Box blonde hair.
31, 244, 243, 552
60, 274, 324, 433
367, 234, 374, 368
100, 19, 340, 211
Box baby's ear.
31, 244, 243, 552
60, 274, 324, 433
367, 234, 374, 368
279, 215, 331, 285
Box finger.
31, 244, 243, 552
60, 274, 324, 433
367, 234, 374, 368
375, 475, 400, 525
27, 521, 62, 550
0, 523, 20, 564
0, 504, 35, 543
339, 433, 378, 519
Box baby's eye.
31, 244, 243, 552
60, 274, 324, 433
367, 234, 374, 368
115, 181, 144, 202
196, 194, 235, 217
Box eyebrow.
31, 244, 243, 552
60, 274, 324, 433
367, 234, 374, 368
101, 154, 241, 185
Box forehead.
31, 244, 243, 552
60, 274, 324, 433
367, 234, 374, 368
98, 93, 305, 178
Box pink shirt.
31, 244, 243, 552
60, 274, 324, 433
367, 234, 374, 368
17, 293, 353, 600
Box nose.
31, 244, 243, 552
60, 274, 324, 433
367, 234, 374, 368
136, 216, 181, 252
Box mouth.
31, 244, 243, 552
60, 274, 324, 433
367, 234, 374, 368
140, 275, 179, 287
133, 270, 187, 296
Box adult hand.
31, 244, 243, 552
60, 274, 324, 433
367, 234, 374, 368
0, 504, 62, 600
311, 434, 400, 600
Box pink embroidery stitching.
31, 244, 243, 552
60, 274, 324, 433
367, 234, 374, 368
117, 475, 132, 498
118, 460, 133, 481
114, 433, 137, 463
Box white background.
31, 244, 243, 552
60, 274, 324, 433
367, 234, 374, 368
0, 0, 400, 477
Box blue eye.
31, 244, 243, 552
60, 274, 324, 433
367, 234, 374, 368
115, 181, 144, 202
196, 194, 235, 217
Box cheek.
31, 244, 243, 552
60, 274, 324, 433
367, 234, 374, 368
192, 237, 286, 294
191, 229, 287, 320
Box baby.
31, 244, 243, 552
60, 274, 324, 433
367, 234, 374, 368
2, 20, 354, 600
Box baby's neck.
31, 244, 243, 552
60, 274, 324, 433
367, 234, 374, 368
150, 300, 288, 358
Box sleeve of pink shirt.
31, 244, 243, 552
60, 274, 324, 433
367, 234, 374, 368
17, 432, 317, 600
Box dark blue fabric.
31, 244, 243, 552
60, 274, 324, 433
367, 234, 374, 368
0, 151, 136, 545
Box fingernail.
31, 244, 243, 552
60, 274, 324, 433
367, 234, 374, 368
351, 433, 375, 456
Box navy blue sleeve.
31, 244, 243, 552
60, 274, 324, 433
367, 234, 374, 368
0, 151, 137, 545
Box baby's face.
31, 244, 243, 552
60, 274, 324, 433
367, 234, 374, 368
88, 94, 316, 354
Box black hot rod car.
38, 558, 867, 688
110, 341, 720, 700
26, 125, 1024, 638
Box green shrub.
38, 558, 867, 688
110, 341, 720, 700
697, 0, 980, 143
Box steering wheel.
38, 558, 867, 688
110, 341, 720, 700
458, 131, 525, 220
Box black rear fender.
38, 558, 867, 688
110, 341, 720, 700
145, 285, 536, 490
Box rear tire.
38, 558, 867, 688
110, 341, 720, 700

* **WHAT YOU SHOULD DO**: Show each line of the entries above that contains the word "sleeve".

* **ANSWER FOR THE TASK**:
Box sleeve of pink shirt.
Box navy blue sleeve.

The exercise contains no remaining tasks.